Text to read
Taking a deep breath and practicing compassion

This morning there was an e-mail from one of the two 101 students who had fucked up. He apologized for giving me the impression that he was making assumptions--but he still didn't ask what he could to about the situation, which to me sounded like he was still making an assumption. However, after firing off another angry salvo, I arrived at the office to find him hovering outside my office door: he'd just dropped off the hard copy of the paper, and since I had a few minutes before I had to be at Advisement, I brought him into the office and talked rather sternly to him. I won't get into the entire content of the conversation, but at the end of it, I told him I was still angry and didn't want to make any decisions about how to handle his paper until I'd cooled down--so I'd talk to him in class, by which time I'd have had a chance to get over being angry.

When I got to class, the other student was there--and I said, "You haven't checked your e-mail." She said she hadn't, and said that she thought I'd said something sometime about how I would work from the Turnitin copy or something... Um, no. She had the hard copy with her--along with a prescription pad note that she'd been in the doctor's office on Monday. I don't accept doctor's notes, and I had believed her in any case, but that wasn't the point. I took the paper from her, returned the doctor's note, and said I'd talk to her later. I returned the papers to the three students who had submitted theirs on time. Then I talked to the young man who'd had his with him on Monday but just hadn't remembered to give it to me at the end of class: I told him I'd mark it in class, provide feedback--but I'd take a late penalty.

Given exercise 1
In the teaching post, why does the writer put off deciding how to handle the first student's paper? Answer in one to three sentences.
Given exercise 2
Answer these questions on the teaching post:
(a) Where did the writer have to be a few minutes after finding the student at the office door?
(b) What did the second student bring to class along with her hard copy?
(c) How many students had submitted their papers on time?
Given exercise 3
Do these statements agree with the teaching post? For each, answer yes or no and quote the deciding words.
(a) The writer accepts doctor's notes.
(b) The second student told the writer she had checked her e-mail.
(c) The young man who forgot to hand in his paper on Monday will get feedback on it.
The items here are drawn from a separate source.

Dataset records

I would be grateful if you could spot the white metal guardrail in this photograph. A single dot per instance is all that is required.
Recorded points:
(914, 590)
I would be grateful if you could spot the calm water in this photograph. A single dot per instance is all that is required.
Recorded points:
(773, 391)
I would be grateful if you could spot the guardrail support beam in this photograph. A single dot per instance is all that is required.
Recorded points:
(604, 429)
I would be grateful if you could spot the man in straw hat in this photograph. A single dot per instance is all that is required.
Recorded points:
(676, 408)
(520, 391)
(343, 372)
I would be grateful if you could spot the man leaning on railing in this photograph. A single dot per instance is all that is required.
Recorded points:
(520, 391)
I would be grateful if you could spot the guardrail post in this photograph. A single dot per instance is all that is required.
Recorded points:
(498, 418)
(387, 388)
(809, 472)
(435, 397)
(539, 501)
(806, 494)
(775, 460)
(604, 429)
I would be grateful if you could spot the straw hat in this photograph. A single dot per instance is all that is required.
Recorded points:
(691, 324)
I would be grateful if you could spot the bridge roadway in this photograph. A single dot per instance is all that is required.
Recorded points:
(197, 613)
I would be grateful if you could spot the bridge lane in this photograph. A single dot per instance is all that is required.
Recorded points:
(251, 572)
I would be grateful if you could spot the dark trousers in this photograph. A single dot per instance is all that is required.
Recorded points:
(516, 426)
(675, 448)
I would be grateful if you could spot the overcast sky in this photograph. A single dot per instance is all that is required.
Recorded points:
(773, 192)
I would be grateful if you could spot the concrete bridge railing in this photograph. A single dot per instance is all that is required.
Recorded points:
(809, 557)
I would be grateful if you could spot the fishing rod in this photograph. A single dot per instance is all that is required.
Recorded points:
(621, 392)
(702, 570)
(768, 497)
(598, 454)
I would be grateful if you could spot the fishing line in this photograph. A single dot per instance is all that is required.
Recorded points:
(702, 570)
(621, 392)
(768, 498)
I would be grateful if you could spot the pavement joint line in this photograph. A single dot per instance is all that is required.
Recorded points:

Task response 1
The writer was still angry and didn't want to make any decisions about the paper until cooling down. So the writer chose to talk to him in class, when there would have been a chance to get over being angry.

Task response 2
(a) At Advisement.
(b) A prescription pad note saying she'd been in the doctor's office on Monday.
(c) Three.

Task response 3
(a) No: "I don't accept doctor's notes"
(b) No: "She said she hadn't"
(c) Yes: "I told him I'd mark it in class, provide feedback"